- **SUPPLIED PASSAGE**:
-.-.-
Department of
Biochemistry and Molecular Medicine

Available Mentors

Jianhai Du, Ph.D., Associate Professor

Our lab integrates multidisciplinary approaches including mass spectrometry, stable isotope tracers, gene editing, animal models and stem cell technology to study the roles of metabolic regulation and dys-regulation in the heathy and diseased retinas.

Kevin Courtney, Ph.D., Assistant Professor

Our lab is researching mechanisms of neurodegeneration caused by disruptions in membrane trafficking and fusion in mammalian cells. We combine in vitro biochemistry/biophysics with advanced fluorescence microscopy of live cells to elucidate mechanisms of disease. Presently, a major emphasis is on understanding how disruptions in a sub-cellular degradation system, known as autophagy, is implicated in neurodegenerative disease.

Visvanathan Ramamurthy, Ph.D., Professor

Biochemical mechanisms behind gene mutations that result in photoreceptor cell death; Protein methylation in neurons; Gene therapy for blinding diseases.
-.-.-
(Dataset entries)
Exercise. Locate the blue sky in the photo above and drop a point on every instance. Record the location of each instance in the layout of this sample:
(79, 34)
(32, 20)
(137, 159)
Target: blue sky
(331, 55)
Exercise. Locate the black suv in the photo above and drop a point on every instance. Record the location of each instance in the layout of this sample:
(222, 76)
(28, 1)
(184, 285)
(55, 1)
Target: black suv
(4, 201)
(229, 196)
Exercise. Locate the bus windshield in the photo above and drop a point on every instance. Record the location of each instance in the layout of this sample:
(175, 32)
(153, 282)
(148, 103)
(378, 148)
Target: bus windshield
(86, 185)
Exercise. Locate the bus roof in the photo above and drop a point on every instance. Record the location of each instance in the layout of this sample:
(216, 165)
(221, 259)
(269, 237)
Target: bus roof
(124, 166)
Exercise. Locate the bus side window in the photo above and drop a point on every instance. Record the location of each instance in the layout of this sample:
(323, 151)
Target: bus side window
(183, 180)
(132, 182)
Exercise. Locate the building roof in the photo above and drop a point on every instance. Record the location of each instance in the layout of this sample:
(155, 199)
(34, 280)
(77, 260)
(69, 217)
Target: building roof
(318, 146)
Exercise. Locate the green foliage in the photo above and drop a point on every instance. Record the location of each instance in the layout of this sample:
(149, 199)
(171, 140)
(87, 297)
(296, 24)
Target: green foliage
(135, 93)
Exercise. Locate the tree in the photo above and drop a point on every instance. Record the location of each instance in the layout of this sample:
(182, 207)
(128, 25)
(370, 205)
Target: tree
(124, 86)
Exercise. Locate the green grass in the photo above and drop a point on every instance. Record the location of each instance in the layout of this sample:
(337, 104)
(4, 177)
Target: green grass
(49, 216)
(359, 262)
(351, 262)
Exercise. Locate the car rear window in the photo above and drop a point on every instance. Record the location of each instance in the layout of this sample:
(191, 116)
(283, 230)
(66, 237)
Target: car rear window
-.-.-
- **TASKS AND EXERCISES**:
a - From the mentor listing, reproduce everything from "Jianhai Du, Ph.D., Associate" down to "in neurodegenerative disease.".
b - Answer these using the mentor listing:
(i) Which mentor in the listing holds the title of Associate Professor?
(ii) What is the name of the sub-cellular degradation system that Kevin Courtney's lab currently emphasizes?
(iii) What kind of therapy appears among Visvanathan Ramamurthy's research topics, and for what diseases?
c - Extend the mentor listing past its last entry.

- **TASK-BY-TASK RESULTS**:
a -
Jianhai Du, Ph.D., Associate Professor

Our lab integrates multidisciplinary approaches including mass spectrometry, stable isotope tracers, gene editing, animal models and stem cell technology to study the roles of metabolic regulation and dys-regulation in the heathy and diseased retinas.

Kevin Courtney, Ph.D., Assistant Professor

Our lab is researching mechanisms of neurodegeneration caused by disruptions in membrane trafficking and fusion in mammalian cells. We combine in vitro biochemistry/biophysics with advanced fluorescence microscopy of live cells to elucidate mechanisms of disease. Presently, a major emphasis is on understanding how disruptions in a sub-cellular degradation system, known as autophagy, is implicated in neurodegenerative disease.

b -
(i) Jianhai Du
(ii) Autophagy
(iii) Gene therapy, for blinding diseases

c -
Ezequiel Salido, MD/PhD., Assistant Professor

Our laboratory explores the extracellular matrix (ECM) and its crucial role in neuroscience. Our main area of research is the retina, where neuronal photoreceptor cells and glial cells communicate through a specialized extracellular matrix known as the Interphotoreceptor Matrix (IPM). This matrix actively participates in retinal health and disease. Our research is dedicated to decoding the complex roles of the IPM, its composition, and its synthesis. We endeavor to elucidate how the IPM contributes to the progression of visual impairments, such as diabetic retinopathy, macular degeneration, and retinitis pigmentosa. Our laboratory utilizes advanced techniques and methodologies, including genetically modified mouse models, high-resolution microscopy, optical coherence tomography, electrophysiology, adenovirus-mediated gene expression in mice, genetherapy, and various biochemical techniques to analyze protein interactions. We also employ proteomics, RNA sequencing, and metabolomics. Our research, besides its potential to cure blinding diseases, has a broad impact on diverse scientific fields, such as aging, neurodegeneration, biomaterials, brain-machine interfaces, 3D tissue culture, and computational neuroscience.